Excerpt:
Novel stigmergy structures have emerged in the World Wide Web. These include widely distributed data in peer-to-peer (P2P) file sharing networks such as Bit Torrent, in Facebook and EBay, and in "Edge-of-the-Web" page caches such as those provided by Akamai and Google's internal replicated caches. The largest Internet stigmergy structure is Google's distributed crawler index paired with its page-rank data and AdSense ad-server system.

Computing stigmergy structures are fundamentally different from biological stigmergy structures in that they occupy a world of bits rather than atoms. Since physical stigmergy structures must obey the laws of 3-dimensional space, they provide coordination of location, shape and proximity and they prevent interpenetration. The location and shape of physical/biological stigmergy structures determine to a great degree what sorts of interactions can take place between the participating organisms. In contrast, stigmergy structures in computing systems are embedded in various network topologies determined by rules that provide logical structure to the various data repositories. So in most cases we can only imagine rather than see the "shape" of digital stigmergy structures. One exception is the stigmergy provided by simulated 3-D environments, such as Second Life or World of Warcraft. that create simulated visible worlds maintained by the game's "physics engines" that expend substantial compute resources to maintain positions and shapes, and to prevent interpenetration.

Activity list:
a) Translate this sentence from the excerpt on stigmergy structures into Spanish: "Computing stigmergy structures are fundamentally different from biological stigmergy structures in that they occupy a world of bits rather than atoms."
b) Based on the excerpt on stigmergy structures, answer yes or no to each statement and quote the words that decide it. (i) Facebook is the largest Internet stigmergy structure. (ii) Physical stigmergy structures prevent interpenetration. (iii) Second Life is named as an exception to digital stigmergy structures being only imagined rather than seen.

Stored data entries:

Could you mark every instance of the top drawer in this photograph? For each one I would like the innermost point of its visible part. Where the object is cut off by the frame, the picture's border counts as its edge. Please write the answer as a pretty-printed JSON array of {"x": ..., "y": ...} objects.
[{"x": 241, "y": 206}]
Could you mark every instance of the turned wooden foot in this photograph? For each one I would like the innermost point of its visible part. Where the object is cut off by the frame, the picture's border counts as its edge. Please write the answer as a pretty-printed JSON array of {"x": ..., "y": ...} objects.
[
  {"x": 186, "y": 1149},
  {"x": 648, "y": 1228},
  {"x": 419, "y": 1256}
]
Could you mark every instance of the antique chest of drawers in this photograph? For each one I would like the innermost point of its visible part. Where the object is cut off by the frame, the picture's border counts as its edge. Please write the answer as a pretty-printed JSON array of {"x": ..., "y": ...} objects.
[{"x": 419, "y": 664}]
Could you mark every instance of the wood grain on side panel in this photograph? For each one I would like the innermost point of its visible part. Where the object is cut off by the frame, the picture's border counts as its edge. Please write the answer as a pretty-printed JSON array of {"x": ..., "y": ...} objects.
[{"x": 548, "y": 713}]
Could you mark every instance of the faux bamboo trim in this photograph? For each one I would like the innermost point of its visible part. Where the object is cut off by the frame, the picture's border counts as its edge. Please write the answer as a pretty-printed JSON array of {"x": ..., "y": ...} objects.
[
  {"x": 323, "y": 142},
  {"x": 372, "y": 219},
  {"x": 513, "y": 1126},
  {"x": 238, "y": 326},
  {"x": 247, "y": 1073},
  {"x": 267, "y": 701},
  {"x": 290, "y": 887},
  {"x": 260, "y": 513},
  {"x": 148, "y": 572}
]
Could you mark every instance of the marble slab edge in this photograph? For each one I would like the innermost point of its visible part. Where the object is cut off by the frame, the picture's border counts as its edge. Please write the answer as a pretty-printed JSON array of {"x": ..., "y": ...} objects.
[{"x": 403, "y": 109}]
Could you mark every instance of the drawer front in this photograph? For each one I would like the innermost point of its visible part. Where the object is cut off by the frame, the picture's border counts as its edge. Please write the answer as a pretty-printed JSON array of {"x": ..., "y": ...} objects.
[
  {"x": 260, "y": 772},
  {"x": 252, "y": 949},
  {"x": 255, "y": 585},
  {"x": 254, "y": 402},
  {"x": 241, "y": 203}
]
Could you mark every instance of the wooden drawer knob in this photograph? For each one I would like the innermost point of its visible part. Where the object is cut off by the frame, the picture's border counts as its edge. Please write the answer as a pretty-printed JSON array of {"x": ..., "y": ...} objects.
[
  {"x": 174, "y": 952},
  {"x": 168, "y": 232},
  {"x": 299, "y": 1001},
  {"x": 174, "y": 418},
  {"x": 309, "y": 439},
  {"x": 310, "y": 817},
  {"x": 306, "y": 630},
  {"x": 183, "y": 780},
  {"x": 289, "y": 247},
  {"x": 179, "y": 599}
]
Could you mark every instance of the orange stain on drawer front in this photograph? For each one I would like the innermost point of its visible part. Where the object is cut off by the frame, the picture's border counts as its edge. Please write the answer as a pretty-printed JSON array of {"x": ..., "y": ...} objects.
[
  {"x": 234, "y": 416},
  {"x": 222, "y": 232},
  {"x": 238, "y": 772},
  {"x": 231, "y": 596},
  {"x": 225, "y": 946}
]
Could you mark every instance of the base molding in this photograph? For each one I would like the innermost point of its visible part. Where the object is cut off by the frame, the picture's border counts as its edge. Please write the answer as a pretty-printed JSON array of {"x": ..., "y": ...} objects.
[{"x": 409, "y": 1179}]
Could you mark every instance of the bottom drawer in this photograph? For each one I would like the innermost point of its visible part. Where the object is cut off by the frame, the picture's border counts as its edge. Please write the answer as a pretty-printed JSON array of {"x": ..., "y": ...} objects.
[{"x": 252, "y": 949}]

Solutions for each task:
a) Las estructuras de estigmergia computacionales son fundamentalmente diferentes de las estructuras de estigmergia biológicas en que ocupan un mundo de bits en lugar de átomos.

b)
(i) No: "The largest Internet stigmergy structure is Google's distributed crawler index paired with its page-rank data and AdSense ad-server system."
(ii) Yes: "they provide coordination of location, shape and proximity and they prevent interpenetration."
(iii) Yes: "One exception is the stigmergy provided by simulated 3-D environments, such as Second Life or World of Warcraft."